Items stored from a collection
□ □ □
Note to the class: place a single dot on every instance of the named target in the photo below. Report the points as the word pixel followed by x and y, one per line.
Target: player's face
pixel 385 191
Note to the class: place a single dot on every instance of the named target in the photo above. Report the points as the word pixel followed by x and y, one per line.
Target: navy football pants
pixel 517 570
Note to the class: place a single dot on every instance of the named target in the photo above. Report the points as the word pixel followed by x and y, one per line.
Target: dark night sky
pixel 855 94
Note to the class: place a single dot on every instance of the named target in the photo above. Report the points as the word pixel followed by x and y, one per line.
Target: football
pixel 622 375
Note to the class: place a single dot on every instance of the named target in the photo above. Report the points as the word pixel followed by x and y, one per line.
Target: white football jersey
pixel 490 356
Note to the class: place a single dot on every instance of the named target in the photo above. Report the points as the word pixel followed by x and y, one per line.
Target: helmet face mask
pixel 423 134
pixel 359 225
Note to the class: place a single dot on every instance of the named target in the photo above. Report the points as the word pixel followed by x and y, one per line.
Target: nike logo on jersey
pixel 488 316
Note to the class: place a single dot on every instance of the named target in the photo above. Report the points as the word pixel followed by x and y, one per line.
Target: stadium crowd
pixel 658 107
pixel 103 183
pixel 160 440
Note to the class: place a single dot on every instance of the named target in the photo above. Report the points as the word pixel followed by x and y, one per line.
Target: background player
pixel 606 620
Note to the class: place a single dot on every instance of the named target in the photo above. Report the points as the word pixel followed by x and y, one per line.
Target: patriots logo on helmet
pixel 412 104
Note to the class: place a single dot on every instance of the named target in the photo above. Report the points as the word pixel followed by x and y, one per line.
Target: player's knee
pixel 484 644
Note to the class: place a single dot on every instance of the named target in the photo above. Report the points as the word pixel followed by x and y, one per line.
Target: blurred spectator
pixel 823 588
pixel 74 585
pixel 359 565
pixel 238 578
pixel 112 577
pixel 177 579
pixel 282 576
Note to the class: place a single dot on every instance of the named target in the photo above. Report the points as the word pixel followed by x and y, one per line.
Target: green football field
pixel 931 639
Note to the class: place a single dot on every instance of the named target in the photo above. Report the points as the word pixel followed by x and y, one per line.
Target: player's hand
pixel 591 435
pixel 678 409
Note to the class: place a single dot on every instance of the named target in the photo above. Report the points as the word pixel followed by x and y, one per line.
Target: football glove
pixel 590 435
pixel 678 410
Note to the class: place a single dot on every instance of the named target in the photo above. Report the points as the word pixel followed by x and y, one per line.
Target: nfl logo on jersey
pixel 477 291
□ □ □
Problem. Format every line of all the entries above as a numbered list, skipping any blank lines.

Answer to this exercise.
1. Note to the class: place a single dot on every instance of the named target in the photo below. Report the points as the word pixel followed by x and y, one per line.
2. Target: player's face
3. pixel 385 191
4. Note to the class: place a single dot on every instance of the named target in the photo above. Report the points as the word pixel followed by x and y, one per line.
5. Target: navy football pants
6. pixel 517 570
7. Note to the class: place a single dot on every instance of the named target in the photo above. Report the points as the word pixel followed by x and y, one per line.
8. Target: dark night sky
9. pixel 855 94
10. Note to the class: place a single dot on every instance of the named target in the photo above. Report the points as the word pixel followed by x and y, one per line.
11. Target: football
12. pixel 622 375
13. Note to the class: place a single dot on every instance of the named target in the photo above. Report the points as the word pixel followed by x and y, one per line.
14. Target: white football jersey
15. pixel 490 356
16. Note to the class: place a single dot on every instance of the named target in the photo above. Report the points as the word pixel followed by x and y, one per line.
17. Target: helmet face mask
18. pixel 423 134
19. pixel 359 225
20. Note to the class: place a single dot on every instance of the named target in the photo above. Report the points as the word pixel followed by x and y, one per line.
21. Target: nike logo on jersey
22. pixel 488 316
23. Note to the class: place a single dot on every instance of the named target in the photo above. Report the points as the word pixel followed by x and y, one per line.
24. Target: stadium crowd
25. pixel 658 107
26. pixel 103 183
27. pixel 160 440
28. Note to the class: place a single dot on every instance of the named target in the photo above. Report the points as the word pixel followed by x and y, one per line.
29. Target: background player
30. pixel 606 620
31. Note to the class: place a single dot on every instance of the named target in the photo above. Report the points as the word pixel followed by x and y, one per line.
32. Target: patriots logo on helmet
33. pixel 412 104
34. Note to the class: place a single dot on every instance of the named target in the photo above. Report the points as the word pixel followed by x and y, one per line.
35. Target: player's knee
36. pixel 484 644
37. Note to the class: place a single dot on every instance of the named target in the photo above. Report the points as the word pixel followed by x and y, one per line.
38. Target: blurred spectator
39. pixel 823 588
40. pixel 74 585
41. pixel 359 565
42. pixel 238 578
43. pixel 112 577
44. pixel 177 579
45. pixel 282 576
46. Note to the class: place a single dot on every instance of the named target in the photo above. Report the points as the word pixel followed by x and y, one per line.
47. Target: green football field
48. pixel 931 639
49. Note to the class: place a single dot on every instance of the named target in the photo above. Report the points as the word pixel followed by x and y, one per line.
50. Target: player's hand
51. pixel 591 435
52. pixel 678 409
53. Note to the class: place a single dot on every instance of the named target in the photo above. Report the points as the word pixel followed by x and y, one per line.
54. Target: football glove
55. pixel 590 435
56. pixel 678 410
57. Note to the class: place a single dot on every instance of the named target in the photo above. Report the points as the word pixel followed by x and y, one per line.
58. Target: nfl logo on jersey
59. pixel 477 291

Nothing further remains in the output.